TRY IT: A faithful repeat of all the records, with no image kept, is the required answer.

(SUPPLIED DATA Opens)

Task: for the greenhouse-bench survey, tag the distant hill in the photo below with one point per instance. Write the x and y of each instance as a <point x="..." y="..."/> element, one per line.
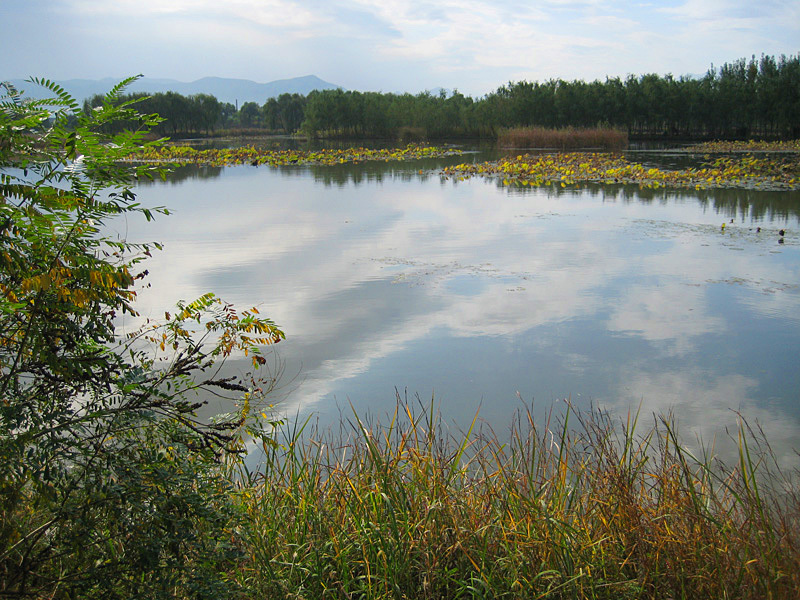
<point x="225" y="90"/>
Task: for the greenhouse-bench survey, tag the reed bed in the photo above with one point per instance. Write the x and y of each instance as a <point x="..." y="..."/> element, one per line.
<point x="585" y="508"/>
<point x="564" y="139"/>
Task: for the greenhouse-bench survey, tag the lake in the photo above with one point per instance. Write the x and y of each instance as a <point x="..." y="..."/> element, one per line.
<point x="387" y="277"/>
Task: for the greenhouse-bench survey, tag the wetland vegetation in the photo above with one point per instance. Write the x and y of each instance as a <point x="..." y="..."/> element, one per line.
<point x="112" y="486"/>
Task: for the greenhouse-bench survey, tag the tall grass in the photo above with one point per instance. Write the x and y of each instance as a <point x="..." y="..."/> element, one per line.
<point x="563" y="139"/>
<point x="582" y="508"/>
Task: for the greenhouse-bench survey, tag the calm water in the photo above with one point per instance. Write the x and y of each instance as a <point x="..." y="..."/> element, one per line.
<point x="490" y="298"/>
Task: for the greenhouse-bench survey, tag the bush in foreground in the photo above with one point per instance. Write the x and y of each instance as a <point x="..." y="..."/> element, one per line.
<point x="110" y="486"/>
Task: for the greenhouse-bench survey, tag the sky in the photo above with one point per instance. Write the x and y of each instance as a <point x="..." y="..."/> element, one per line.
<point x="474" y="46"/>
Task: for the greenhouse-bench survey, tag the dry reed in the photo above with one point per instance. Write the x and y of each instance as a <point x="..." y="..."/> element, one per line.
<point x="582" y="509"/>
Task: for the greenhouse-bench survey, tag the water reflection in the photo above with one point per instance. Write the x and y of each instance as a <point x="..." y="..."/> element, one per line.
<point x="481" y="294"/>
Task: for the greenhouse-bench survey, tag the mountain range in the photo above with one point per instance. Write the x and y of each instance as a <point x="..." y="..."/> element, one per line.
<point x="235" y="91"/>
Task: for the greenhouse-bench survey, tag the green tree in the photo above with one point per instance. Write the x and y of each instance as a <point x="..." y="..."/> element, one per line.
<point x="110" y="485"/>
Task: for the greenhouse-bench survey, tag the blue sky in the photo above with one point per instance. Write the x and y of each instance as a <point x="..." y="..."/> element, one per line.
<point x="388" y="45"/>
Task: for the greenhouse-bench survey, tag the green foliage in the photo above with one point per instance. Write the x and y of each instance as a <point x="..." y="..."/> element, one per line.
<point x="110" y="485"/>
<point x="588" y="510"/>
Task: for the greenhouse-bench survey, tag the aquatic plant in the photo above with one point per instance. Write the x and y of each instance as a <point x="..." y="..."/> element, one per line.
<point x="746" y="171"/>
<point x="748" y="146"/>
<point x="183" y="155"/>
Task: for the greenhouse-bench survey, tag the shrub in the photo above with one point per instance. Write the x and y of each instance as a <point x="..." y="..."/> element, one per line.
<point x="110" y="486"/>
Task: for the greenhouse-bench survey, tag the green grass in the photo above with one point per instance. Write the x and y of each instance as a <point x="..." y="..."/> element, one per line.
<point x="563" y="139"/>
<point x="583" y="508"/>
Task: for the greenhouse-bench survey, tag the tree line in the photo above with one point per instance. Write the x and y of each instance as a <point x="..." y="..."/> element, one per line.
<point x="741" y="99"/>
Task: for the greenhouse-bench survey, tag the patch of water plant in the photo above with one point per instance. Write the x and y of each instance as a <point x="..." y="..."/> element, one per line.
<point x="748" y="171"/>
<point x="182" y="155"/>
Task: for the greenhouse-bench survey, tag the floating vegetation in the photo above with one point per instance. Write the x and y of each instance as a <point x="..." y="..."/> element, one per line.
<point x="765" y="173"/>
<point x="183" y="155"/>
<point x="748" y="146"/>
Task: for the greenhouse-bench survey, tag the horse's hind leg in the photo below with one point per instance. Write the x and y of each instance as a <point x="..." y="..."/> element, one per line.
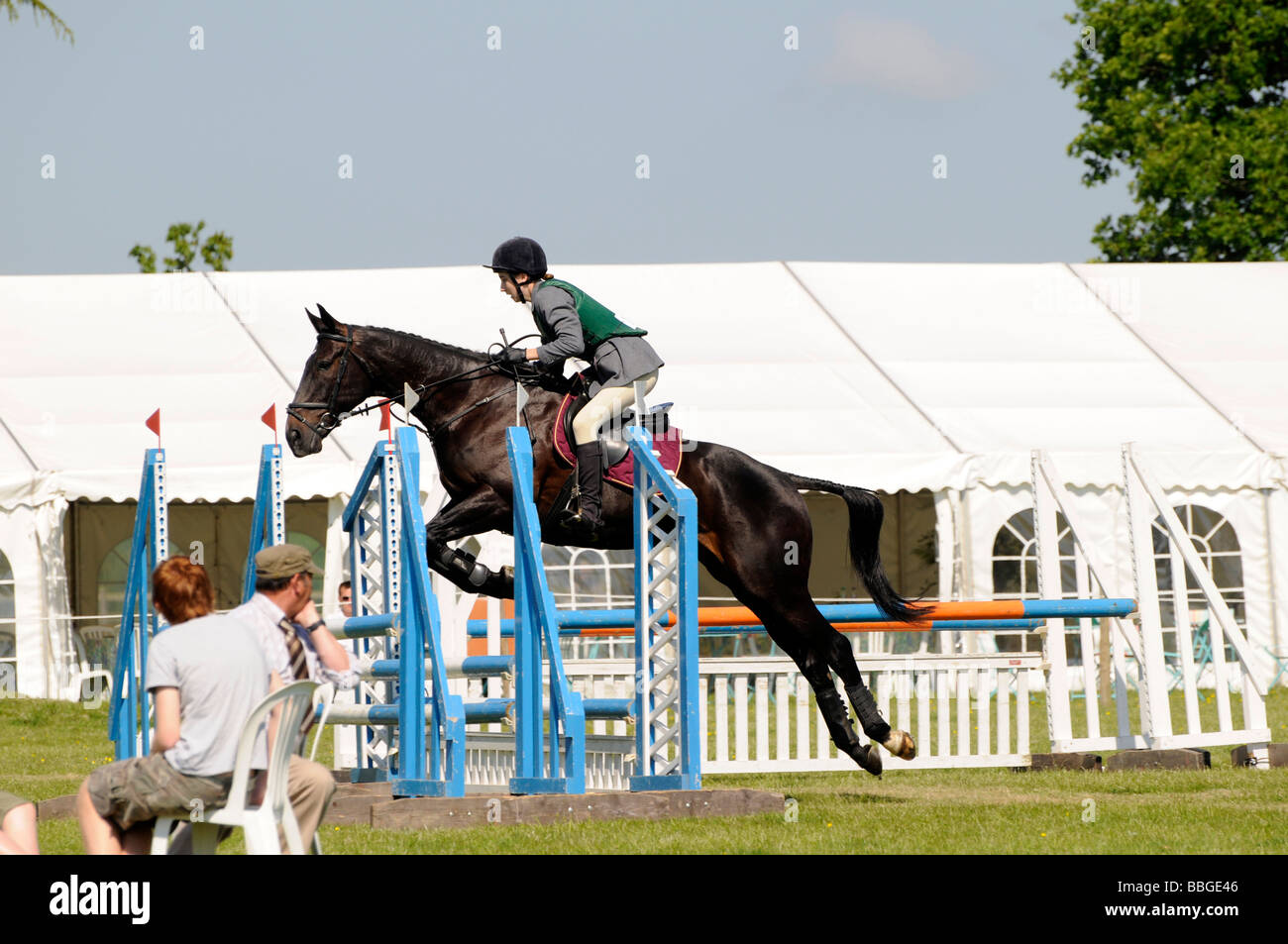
<point x="897" y="742"/>
<point x="814" y="665"/>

(SUPPLIED DATA Closes)

TASK RESULT:
Task: for the greenhouse-bench survey, tag the distant hill in the photo below with one point per instance. Write the x and y of each instance as a <point x="..." y="..."/> element, one per line.
<point x="225" y="90"/>
Task: for the greenhouse-bench survey, tag the reed bed in the photo above with one point per instance. Write the x and y of each instance as a <point x="..." y="..."/> element, one per line.
<point x="585" y="508"/>
<point x="564" y="139"/>
Task: for the greenhouse-bench survey, tag the lake in the photo above with one point per instance. Write the x and y of each instance as a <point x="..." y="..."/> element, one per line.
<point x="387" y="277"/>
Task: for the greenhouse-bench survey, tag the wetland vegetation in the photo above with one point per instance. Write the x and y of each instance as a <point x="..." y="..."/> element, one per line.
<point x="112" y="486"/>
Task: for the greenhouse-bench survey, tag the tall grass in the photo above with one point per instance. Write the x and y of each instance as a <point x="..." y="..."/> element, one per line.
<point x="563" y="139"/>
<point x="582" y="508"/>
Task: for the greenhouse-bench survey, tag the calm water in the photo above with one point per instance. Write the x and y of each instance as a <point x="..." y="..."/> element, one per line.
<point x="490" y="298"/>
Task: for the greenhouse-bench survey, tag the bush in foreground in the photo above with one point per instance. Write the x and y of each instance as a <point x="..." y="..."/> element, one per line.
<point x="110" y="486"/>
Task: for the greenhouse-bench survey, tag the sky in the photo above with one point per instance. Write the x and y of each instance as a <point x="..." y="..."/> element, one per line.
<point x="474" y="46"/>
Task: for the greenhouse-bench survey, tag the dry reed in the photo above with one point per instance. Write the x and y of each instance as a <point x="..." y="..."/> element, one per line.
<point x="582" y="509"/>
Task: for the greenhouse-bench survey, tag the water reflection in the photo above with one point per instance. Write the x and y of each instance as a <point x="..." y="..."/> element, one per line.
<point x="481" y="294"/>
Task: for the greenhouse-bench survey, tag the mountain range in the photo above with one point per instance. Write the x and y of each instance as a <point x="..." y="..."/> element, one per line.
<point x="235" y="91"/>
Task: for the greenhouse-bench survey, tag the green tree in the photo above with one point per instance. Write the x and y of each instance as a <point x="..." y="..."/> element, one per line.
<point x="110" y="485"/>
Task: for the greenhouse-bench survey, tag the blue sky in the photo above with one point per instance. Write the x and y of each instance as a <point x="..." y="..."/> element, one per line.
<point x="388" y="45"/>
Task: for the greenhouse-bench survey, tag the green foliage in the photo above with one point per instance. Write the x and y of each instance as a <point x="..." y="..."/> element, one per line.
<point x="110" y="485"/>
<point x="588" y="510"/>
Task: for the greenhouse-bench survey, tag the aquatic plant in the photo above with one point per instance. Write the x and y of each instance as a <point x="..." y="..."/> element, one per line.
<point x="746" y="171"/>
<point x="748" y="146"/>
<point x="183" y="155"/>
Task: for the greenhouse-bench survey, tag the shrub in the photo above with one point per instance. Write the x and y of each instance as a <point x="..." y="..."/> element, one per line.
<point x="110" y="486"/>
Task: for the greenhouse-bench survey, tag the green grass in the photo above with one point per instance. Write the x and y of each instance as a <point x="..." y="..."/> element, one per line.
<point x="563" y="139"/>
<point x="583" y="508"/>
Task: for the greenhouse-bench survey, tag the tree line in the photo above with one point per instance. Write the x and y of each instance as a <point x="..." y="..."/> element, one per line.
<point x="741" y="99"/>
Task: for the greenhouse-bench survey, tag the patch of water plant in the photo above with one point per instance. Write the x and y of each instance as a <point x="..." y="..."/> element, one per line.
<point x="748" y="171"/>
<point x="182" y="155"/>
Task: for the greenhouse-bench survey, tag the floating vegetation in the photo above with one point per instance. Write the x and y of each instance as a <point x="..." y="..."/> element, one per line.
<point x="765" y="173"/>
<point x="183" y="155"/>
<point x="748" y="146"/>
Task: for the greenhouse-bench survey, tag the horse's hind leg in the photo below with one point per instance. Write the x and y of each instance as a <point x="..." y="..."/> element, one per line.
<point x="897" y="742"/>
<point x="814" y="665"/>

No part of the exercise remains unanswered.